═════ Page extract

Dave raised the dual-use concern: if this capability fits on a phone by year-end, including potential gain-of-function biology or weapons design, the regulatory window is extremely narrow – this calendar year.

Energy: 86 Gigawatts and Self-Funded Power

The US plans to add a record 86 gigawatts of utility-scale capacity this year. Salim cited the key inflection: since 2019, it’s been cheaper to build AND run solar than to just run existing fossil fuel plants (opex alone). The economics have taken over regardless of subsidies.

The White House is pushing hyperscalers to self-fund their power generation. Alex’s prior analysis: it’s a simple regulatory fix. Data centers spend only 10% of costs on power. They can overpay 5x without disrupting consumers, but a basic rate structure prevents grid strain.

The panel sees this driving energy abundance. Peter’s prediction: within 2-3 years, data centers may offer free electricity to surrounding communities as AI drives energy overproduction.

Boom Supersonic pivoted from consumer supersonic aircraft to powering data centers with jet engines – deploying 1.21 gigawatts (a deliberate Back to the Future reference).

══════════
═════ Entries shown

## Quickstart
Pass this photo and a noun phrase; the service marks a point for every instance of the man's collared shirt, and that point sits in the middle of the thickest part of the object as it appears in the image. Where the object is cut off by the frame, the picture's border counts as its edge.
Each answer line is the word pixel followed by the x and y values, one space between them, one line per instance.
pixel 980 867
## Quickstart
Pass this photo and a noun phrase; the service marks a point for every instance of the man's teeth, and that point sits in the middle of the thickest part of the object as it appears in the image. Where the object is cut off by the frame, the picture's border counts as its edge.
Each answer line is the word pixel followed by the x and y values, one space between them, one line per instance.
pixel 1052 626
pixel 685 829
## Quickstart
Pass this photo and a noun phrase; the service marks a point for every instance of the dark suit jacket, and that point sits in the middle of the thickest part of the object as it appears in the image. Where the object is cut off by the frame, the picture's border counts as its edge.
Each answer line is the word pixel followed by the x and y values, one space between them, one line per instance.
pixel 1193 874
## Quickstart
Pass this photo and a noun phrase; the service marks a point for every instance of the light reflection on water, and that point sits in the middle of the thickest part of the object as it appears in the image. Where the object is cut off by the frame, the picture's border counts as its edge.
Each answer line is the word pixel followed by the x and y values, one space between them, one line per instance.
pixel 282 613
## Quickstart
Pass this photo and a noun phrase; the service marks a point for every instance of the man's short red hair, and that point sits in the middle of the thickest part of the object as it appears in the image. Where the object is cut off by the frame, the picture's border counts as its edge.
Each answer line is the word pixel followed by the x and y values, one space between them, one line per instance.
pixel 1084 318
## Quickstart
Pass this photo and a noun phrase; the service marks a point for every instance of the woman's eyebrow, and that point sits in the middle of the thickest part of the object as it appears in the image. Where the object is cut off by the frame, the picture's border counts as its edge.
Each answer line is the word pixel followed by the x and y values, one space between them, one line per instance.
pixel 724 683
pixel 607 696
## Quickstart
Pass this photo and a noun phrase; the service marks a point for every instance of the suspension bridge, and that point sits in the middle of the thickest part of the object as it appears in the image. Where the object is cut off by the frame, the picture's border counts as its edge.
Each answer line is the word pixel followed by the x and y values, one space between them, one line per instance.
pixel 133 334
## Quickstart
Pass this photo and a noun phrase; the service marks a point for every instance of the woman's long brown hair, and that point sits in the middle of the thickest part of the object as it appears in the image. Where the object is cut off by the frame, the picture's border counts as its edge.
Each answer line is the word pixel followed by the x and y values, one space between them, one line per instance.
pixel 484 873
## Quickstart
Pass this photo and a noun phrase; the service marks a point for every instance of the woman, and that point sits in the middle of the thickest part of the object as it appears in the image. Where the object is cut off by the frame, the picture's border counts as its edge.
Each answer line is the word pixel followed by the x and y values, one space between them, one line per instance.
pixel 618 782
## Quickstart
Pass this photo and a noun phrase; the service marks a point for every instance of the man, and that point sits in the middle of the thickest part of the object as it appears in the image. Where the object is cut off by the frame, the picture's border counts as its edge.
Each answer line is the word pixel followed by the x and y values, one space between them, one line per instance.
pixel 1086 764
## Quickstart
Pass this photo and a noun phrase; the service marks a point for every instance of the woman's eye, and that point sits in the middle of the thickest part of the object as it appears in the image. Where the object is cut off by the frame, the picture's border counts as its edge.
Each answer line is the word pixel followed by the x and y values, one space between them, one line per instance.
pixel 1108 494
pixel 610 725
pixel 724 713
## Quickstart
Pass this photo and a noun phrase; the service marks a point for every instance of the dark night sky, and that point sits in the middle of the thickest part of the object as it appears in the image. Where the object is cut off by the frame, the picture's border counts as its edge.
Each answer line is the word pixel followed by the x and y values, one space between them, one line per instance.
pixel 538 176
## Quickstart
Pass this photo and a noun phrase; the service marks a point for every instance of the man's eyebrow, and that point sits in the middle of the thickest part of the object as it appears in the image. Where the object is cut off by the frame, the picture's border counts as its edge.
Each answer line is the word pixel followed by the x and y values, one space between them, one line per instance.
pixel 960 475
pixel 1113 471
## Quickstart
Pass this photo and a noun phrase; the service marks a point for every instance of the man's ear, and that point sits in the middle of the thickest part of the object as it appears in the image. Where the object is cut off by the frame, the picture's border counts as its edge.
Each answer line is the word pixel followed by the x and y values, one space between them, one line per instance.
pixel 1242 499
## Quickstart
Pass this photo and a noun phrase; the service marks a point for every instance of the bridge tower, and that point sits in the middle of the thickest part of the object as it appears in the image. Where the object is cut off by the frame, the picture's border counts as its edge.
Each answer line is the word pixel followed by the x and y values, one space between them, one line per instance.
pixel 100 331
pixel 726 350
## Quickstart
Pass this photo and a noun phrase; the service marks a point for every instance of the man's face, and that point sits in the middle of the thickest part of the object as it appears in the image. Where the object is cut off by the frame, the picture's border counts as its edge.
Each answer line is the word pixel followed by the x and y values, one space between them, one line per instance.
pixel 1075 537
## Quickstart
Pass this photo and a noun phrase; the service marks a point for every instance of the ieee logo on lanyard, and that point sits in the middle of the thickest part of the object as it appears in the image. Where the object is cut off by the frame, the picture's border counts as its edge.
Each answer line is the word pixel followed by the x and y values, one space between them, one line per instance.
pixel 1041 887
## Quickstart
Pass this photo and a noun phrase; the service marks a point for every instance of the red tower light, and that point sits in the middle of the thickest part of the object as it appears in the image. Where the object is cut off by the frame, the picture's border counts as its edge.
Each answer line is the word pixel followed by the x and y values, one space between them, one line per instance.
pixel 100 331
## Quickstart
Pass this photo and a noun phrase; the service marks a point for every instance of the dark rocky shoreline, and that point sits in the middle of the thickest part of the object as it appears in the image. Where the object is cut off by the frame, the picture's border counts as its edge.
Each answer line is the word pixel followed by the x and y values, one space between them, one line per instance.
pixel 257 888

══════════

→ **Exercise requirements**: Please reproduce the page extract above on AI and energy, word for word and in full.

→ **Answer for the task**:
Dave raised the dual-use concern: if this capability fits on a phone by year-end, including potential gain-of-function biology or weapons design, the regulatory window is extremely narrow – this calendar year.

Energy: 86 Gigawatts and Self-Funded Power

The US plans to add a record 86 gigawatts of utility-scale capacity this year. Salim cited the key inflection: since 2019, it’s been cheaper to build AND run solar than to just run existing fossil fuel plants (opex alone). The economics have taken over regardless of subsidies.

The White House is pushing hyperscalers to self-fund their power generation. Alex’s prior analysis: it’s a simple regulatory fix. Data centers spend only 10% of costs on power. They can overpay 5x without disrupting consumers, but a basic rate structure prevents grid strain.

The panel sees this driving energy abundance. Peter’s prediction: within 2-3 years, data centers may offer free electricity to surrounding communities as AI drives energy overproduction.

Boom Supersonic pivoted from consumer supersonic aircraft to powering data centers with jet engines – deploying 1.21 gigawatts (a deliberate Back to the Future reference).